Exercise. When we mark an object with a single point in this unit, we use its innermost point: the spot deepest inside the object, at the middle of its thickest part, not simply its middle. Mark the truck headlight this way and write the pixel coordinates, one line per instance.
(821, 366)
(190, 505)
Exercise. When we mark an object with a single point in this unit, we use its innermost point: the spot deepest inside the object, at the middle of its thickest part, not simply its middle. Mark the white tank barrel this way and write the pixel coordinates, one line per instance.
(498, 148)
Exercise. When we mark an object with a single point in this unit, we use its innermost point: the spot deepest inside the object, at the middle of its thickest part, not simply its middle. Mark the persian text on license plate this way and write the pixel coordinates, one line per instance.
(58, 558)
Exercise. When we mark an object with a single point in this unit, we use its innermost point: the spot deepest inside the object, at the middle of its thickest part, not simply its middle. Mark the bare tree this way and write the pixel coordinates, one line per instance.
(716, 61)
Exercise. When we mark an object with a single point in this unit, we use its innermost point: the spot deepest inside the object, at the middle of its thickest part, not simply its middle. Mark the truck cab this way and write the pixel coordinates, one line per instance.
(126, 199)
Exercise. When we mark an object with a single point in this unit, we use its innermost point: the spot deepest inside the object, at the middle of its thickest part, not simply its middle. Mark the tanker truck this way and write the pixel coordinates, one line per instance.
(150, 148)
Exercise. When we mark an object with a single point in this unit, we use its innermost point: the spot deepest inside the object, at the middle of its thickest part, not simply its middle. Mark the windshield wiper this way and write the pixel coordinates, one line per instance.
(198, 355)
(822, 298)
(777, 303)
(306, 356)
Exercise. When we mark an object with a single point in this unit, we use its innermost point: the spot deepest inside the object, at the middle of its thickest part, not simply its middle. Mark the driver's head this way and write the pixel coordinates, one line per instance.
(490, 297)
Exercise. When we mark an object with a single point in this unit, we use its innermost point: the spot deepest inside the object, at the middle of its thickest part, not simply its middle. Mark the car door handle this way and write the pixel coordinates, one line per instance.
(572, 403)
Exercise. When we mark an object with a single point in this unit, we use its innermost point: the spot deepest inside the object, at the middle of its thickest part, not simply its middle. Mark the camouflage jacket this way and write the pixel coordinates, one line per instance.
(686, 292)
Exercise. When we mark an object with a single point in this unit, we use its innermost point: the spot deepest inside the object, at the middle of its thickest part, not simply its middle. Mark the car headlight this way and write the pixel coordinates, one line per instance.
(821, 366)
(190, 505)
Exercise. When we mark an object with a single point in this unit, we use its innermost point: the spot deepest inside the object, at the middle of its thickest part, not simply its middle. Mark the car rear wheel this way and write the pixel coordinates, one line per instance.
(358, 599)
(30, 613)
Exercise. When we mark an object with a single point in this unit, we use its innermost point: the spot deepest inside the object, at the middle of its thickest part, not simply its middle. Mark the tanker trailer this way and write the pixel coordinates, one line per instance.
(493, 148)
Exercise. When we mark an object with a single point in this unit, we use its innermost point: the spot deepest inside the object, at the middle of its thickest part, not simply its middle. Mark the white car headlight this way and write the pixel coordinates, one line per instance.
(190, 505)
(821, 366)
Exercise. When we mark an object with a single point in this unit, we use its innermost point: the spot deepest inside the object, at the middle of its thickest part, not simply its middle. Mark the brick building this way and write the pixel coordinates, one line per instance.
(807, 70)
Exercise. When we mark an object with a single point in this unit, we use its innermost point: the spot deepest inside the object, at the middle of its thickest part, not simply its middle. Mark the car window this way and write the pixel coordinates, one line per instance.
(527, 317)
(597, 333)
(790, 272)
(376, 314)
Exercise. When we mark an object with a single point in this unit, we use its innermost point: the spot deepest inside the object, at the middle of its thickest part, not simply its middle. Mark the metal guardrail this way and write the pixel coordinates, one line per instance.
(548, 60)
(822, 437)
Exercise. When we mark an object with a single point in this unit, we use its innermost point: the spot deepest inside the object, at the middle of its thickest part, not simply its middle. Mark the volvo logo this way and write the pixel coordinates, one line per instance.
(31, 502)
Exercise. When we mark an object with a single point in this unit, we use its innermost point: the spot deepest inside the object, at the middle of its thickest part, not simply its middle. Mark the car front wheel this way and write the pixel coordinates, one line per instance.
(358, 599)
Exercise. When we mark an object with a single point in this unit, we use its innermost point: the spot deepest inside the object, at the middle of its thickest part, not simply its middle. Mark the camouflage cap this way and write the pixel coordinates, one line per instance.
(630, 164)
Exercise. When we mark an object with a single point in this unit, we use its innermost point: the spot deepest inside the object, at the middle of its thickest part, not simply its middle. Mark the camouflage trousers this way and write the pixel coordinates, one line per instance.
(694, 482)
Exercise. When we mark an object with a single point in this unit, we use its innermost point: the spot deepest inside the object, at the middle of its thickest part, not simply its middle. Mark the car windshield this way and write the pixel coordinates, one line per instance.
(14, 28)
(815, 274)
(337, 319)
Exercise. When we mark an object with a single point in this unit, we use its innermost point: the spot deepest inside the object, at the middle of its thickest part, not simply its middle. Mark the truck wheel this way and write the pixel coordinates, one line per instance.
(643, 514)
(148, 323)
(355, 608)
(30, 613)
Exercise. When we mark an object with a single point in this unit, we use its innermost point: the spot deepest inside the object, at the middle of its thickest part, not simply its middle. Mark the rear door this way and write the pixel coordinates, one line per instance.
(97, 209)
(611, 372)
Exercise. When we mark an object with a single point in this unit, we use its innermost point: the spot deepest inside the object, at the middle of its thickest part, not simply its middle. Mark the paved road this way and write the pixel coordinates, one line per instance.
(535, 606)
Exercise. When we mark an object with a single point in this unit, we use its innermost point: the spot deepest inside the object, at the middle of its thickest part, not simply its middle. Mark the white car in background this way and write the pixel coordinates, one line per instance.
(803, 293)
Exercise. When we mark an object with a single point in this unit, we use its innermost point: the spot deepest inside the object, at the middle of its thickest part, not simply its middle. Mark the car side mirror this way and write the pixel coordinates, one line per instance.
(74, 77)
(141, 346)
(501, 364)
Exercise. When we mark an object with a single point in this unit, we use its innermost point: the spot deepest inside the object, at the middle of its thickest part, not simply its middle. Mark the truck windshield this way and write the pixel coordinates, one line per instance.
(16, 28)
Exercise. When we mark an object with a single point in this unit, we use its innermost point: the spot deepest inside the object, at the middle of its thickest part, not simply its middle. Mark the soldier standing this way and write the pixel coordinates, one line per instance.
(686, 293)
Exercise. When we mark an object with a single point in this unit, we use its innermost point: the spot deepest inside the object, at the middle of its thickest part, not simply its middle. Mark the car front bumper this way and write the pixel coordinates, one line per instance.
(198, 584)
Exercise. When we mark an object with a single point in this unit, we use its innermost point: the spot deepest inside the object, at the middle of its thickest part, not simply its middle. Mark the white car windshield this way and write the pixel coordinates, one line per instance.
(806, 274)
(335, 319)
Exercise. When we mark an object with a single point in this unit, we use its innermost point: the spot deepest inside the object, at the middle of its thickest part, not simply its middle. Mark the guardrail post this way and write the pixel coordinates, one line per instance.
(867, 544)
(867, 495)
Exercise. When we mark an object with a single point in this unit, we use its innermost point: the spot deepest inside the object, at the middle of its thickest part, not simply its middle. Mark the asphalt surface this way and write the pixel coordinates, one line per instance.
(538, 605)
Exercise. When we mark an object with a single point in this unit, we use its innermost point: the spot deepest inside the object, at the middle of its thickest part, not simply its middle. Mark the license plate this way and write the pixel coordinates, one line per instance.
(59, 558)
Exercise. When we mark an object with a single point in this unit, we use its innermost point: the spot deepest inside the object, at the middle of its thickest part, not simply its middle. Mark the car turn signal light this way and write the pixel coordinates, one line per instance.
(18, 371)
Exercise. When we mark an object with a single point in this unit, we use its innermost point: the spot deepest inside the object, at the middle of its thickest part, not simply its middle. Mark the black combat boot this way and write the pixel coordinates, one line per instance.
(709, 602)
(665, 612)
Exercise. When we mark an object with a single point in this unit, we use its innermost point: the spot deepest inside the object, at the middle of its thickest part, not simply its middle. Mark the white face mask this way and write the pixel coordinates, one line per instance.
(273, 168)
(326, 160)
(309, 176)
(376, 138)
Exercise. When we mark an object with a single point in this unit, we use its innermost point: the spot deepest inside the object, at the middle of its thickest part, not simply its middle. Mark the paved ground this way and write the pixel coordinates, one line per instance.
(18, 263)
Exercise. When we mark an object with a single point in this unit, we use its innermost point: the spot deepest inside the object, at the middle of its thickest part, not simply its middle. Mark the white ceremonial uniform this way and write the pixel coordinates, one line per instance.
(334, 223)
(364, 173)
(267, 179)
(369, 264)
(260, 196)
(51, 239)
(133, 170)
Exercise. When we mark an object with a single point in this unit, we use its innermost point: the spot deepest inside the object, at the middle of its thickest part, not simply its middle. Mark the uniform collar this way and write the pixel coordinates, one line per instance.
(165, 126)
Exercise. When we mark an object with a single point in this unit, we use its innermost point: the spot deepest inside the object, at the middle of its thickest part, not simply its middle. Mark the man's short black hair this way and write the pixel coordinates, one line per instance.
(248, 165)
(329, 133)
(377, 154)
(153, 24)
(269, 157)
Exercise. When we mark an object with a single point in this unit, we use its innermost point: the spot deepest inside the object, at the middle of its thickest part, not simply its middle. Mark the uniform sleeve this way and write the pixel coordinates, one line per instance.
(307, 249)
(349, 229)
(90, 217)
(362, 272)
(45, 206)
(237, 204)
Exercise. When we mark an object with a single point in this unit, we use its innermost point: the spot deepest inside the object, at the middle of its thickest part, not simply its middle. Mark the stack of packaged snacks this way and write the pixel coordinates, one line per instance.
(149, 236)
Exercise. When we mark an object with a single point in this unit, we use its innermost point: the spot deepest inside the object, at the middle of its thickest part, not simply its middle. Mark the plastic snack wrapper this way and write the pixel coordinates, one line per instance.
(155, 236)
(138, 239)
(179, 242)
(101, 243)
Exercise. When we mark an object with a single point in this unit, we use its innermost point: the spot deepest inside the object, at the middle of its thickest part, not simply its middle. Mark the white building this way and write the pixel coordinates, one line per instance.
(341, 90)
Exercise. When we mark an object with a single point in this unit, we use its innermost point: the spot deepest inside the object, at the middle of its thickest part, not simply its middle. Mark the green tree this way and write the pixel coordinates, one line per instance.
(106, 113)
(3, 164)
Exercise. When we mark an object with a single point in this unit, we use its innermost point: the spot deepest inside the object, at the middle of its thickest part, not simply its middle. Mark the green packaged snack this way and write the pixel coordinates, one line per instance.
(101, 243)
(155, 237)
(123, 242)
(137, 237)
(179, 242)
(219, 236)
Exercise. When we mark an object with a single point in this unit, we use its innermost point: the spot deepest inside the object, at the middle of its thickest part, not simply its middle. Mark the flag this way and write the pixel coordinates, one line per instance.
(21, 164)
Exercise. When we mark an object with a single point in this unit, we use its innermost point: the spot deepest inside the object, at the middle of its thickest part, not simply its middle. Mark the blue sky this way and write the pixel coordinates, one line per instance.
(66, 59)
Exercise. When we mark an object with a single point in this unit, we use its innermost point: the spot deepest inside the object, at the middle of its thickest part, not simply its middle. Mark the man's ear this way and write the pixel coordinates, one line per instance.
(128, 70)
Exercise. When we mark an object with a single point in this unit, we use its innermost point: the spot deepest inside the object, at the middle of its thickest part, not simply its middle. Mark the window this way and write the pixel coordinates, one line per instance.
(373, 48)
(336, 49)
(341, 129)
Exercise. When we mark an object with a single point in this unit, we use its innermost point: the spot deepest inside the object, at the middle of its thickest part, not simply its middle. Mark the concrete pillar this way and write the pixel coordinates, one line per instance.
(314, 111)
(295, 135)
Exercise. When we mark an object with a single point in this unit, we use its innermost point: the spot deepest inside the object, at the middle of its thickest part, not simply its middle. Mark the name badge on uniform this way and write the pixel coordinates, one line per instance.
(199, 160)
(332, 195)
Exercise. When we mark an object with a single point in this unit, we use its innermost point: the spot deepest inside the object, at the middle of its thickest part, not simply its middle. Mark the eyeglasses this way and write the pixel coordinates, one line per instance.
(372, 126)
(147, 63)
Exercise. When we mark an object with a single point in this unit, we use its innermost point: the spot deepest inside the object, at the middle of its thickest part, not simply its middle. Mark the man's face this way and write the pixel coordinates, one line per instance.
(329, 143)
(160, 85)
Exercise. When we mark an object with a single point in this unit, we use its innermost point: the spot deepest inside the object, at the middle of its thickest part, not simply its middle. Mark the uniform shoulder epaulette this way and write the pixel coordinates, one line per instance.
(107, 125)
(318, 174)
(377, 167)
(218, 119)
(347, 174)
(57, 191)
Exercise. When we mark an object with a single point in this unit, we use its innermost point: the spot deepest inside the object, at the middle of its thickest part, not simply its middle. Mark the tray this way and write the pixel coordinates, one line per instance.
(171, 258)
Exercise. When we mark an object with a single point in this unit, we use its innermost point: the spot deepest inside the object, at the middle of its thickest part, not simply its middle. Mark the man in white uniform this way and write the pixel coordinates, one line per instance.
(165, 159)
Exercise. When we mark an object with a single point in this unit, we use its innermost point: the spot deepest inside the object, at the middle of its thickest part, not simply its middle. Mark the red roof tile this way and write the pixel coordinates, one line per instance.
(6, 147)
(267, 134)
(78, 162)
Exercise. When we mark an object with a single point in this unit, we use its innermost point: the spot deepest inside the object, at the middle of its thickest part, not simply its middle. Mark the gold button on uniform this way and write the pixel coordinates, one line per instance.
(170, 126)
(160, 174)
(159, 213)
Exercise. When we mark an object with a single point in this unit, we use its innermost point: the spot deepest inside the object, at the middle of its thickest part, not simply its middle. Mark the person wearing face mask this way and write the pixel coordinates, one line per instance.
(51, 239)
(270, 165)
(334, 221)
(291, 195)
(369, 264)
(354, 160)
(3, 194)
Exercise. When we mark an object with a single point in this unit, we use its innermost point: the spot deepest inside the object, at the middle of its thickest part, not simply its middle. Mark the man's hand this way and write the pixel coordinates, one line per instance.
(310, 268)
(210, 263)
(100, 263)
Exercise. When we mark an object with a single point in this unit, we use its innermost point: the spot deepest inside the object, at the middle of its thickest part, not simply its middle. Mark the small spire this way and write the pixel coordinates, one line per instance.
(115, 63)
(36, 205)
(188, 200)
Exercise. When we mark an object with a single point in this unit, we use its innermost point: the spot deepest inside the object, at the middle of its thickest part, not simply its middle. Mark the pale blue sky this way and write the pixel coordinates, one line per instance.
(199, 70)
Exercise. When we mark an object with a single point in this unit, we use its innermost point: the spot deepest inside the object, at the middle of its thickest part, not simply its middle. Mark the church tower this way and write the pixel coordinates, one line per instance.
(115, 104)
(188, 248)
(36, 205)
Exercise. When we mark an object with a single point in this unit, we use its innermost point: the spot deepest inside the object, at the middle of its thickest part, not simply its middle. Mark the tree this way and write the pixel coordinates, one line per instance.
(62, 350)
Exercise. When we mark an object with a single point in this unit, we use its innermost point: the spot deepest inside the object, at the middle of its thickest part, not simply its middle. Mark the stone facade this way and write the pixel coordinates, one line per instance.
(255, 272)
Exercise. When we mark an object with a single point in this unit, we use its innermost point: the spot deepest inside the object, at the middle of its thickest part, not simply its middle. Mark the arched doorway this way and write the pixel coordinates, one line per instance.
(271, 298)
----
## Action item
This exercise asks for an exact repeat of the lines from the one holding "the man's hand" through the end of the data above.

## Finished exercise
Exercise. When we mark an object with a single point in this unit, we use its innermost point: the spot deepest inside the object, at the middle of its thickest part, not simply its middle. Mark the man's hand this way and write the pixel coordinates, one line per instance.
(310, 268)
(210, 263)
(100, 263)
Exercise. When we mark an object with a single point in this unit, we use its innermost point: the spot deepest inside the object, at the middle of its thickest part, not simply its middle. Mark the small spire this way and write the pixel coordinates, one line per instance.
(115, 63)
(36, 205)
(188, 200)
Exercise. When we mark an object with a single point in this unit, we use its innermost point: the spot deepest inside the object, at the middle of its thickest part, not simply its middle. Mark the pale blue sky this way and write the pixel coordinates, one line per instance.
(199, 70)
Exercise. When we mark an object with a single point in this unit, we use its innermost point: the spot deepest inside the object, at the middle of its thickest part, not simply its middle. Mark the church tower this way and write the pixel coordinates, one line per instance.
(115, 104)
(188, 248)
(36, 205)
Exercise. When we mark an object with a single point in this unit, we use its innermost point: the spot deepest inside the object, at the middle of its thickest part, not simply its middle. Mark the tree this way and write the pixel coordinates, one line per instance.
(62, 350)
Exercise. When we mark an object with a single point in this unit, we use its innermost point: the spot deepest inside the object, at the middle of its thickest part, not simply its middle. Mark the stone facade this way and write the pixel coordinates, one line per instance.
(255, 272)
Exercise. When we mark an object with a single point in this unit, we use its innermost point: the spot deepest inside the object, at the middle of its thickest part, not simply its middle. Mark the arched doorway this way and write the pixel coordinates, one line per instance.
(271, 298)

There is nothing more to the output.